Excerpts from a pointing dataset -
__________

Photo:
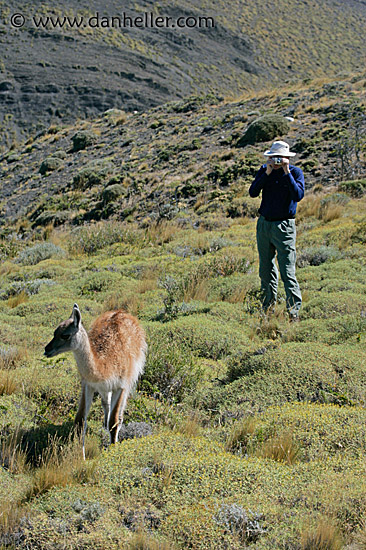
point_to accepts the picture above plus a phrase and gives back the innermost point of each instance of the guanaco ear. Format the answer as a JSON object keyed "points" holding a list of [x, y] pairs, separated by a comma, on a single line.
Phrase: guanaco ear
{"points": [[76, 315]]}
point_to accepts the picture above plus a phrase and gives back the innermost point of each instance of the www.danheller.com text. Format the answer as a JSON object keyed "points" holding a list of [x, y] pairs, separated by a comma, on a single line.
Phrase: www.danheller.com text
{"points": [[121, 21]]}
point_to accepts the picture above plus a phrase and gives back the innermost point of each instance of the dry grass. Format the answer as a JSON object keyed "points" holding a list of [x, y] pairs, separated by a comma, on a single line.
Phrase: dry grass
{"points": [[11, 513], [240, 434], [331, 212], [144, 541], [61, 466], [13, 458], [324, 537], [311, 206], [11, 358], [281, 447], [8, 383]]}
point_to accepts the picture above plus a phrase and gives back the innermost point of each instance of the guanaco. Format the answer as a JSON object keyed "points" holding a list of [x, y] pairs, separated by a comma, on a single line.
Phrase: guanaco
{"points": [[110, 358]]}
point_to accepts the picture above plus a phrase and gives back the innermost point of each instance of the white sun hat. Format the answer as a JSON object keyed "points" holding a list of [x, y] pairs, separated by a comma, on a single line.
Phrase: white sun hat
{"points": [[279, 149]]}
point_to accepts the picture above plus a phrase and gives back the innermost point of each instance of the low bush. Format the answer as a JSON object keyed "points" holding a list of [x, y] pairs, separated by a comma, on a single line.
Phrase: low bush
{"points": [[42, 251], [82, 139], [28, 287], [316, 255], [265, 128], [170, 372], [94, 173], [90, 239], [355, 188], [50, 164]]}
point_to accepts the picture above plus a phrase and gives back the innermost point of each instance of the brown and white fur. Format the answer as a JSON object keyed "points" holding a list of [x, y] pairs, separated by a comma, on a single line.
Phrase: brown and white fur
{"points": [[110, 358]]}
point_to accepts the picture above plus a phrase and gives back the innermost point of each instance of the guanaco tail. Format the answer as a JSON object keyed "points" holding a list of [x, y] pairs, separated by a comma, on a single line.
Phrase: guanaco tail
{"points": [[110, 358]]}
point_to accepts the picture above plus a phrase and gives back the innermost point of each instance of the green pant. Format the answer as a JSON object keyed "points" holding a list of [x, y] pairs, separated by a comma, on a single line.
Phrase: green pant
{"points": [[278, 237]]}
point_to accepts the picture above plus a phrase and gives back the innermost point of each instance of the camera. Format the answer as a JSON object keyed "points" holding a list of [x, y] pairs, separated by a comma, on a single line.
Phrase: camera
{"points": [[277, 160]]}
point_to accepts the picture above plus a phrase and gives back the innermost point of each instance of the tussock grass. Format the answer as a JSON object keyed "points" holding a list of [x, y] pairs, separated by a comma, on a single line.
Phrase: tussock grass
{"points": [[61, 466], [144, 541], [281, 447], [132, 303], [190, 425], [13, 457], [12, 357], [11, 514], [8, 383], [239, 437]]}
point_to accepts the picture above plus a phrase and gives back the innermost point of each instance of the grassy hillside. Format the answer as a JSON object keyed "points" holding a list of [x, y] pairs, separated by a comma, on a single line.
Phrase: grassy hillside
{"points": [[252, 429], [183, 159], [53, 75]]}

__________

Given instruction - Copy out the listing above word for word, leaving out the pictures.

Response to the exercise -
Photo:
point_to accepts the picture above plus a phrase and gives back the innermost point of each instance of the guanaco ear. Format the answer as a JSON object keyed "points" holding a list of [x, y] pairs, separated by a comma, on a single line.
Phrase: guanaco ear
{"points": [[76, 315]]}
point_to accepts the picture above plus a phrase and gives back the innermost point of each instance of the www.danheller.com text. Format the answer as a JSON object keyed "points" holding a list of [x, y] pairs, separated by a comma, on a single line.
Phrase: www.danheller.com text
{"points": [[121, 21]]}
point_to accepts the picture above plus a phrase and gives back the innermost point of each instance of the dry grass. Format the answer as a JSON object keyed "points" holding a list of [x, y] pairs, separated by a comma, on a single line.
Phrase: dry grass
{"points": [[11, 513], [240, 434], [331, 212], [144, 541], [61, 466], [13, 458], [324, 537], [311, 206], [11, 358], [281, 447], [8, 383]]}
point_to accepts the picture above plus a phrase and gives back the innermost point of each instance of the guanaco. Format the answer as a JSON object keyed "points" holding a list of [x, y] pairs, separated by a comma, on a single line.
Phrase: guanaco
{"points": [[110, 358]]}
point_to accepts the picture above plus a phrase and gives back the innermost point of each instance of the white sun hat. Format the answer as a JSON object keyed "points" holding a list of [x, y] pairs, separated by a comma, on a single line.
Phrase: white sun hat
{"points": [[279, 149]]}
point_to accepts the picture above plus a phrase and gives back the innermost point of each instance of the low bush. Format the answer as a JSON object keyed "points" holding a list of [x, y] pairs, separated by a comma, on a single line.
Phrase: low bush
{"points": [[42, 251], [82, 139], [28, 287], [316, 255], [265, 128], [170, 372], [94, 173], [90, 239], [355, 188], [50, 164]]}
point_to accepts the picture above plus a phrase and gives back the innermost point of each instance of the brown and white fur. Format the answer as a JSON object keyed "points" holding a list of [x, y] pairs, separated by a comma, on a single line.
Phrase: brown and white fur
{"points": [[110, 358]]}
point_to accepts the picture above plus a phrase and gives back the innermost point of each instance of the guanaco tail. Format the answer as a JSON object keyed "points" holding a list of [x, y] pairs, separated by a comma, on a single line.
Phrase: guanaco tail
{"points": [[110, 358]]}
point_to accepts the picture above plus a phrase and gives back the innermost point of each instance of the green pant. Format the answer as a JSON object keyed "points" holding a list of [x, y] pairs, separated by a comma, on a single line.
Phrase: green pant
{"points": [[278, 237]]}
point_to accepts the picture above plus a phrase and gives back the innermost point of each instance of the camera. Format the answer as a JSON object keyed "points" holding a list of [x, y] pairs, separated by a comma, on a single line.
Phrase: camera
{"points": [[277, 160]]}
point_to accepts the picture above plus a phrase and gives back the innermost point of each instance of the tussock grass. Format the answer as a JSON object keyed "points" holding a list of [x, y] pairs, separated by a comma, on a single line.
Phrase: tussock grass
{"points": [[61, 466], [144, 541], [281, 447], [132, 303], [190, 425], [13, 457], [12, 357], [11, 514], [8, 383], [239, 437]]}
point_to accepts the picture above plus a phrase and gives back the innermost point of each instance of the grassy hillside. Format the answer as a JSON object keyed "points" holding a list of [x, y] pairs, separated by a comma, on a single line.
Phrase: grassy hillside
{"points": [[252, 429], [183, 159], [53, 75]]}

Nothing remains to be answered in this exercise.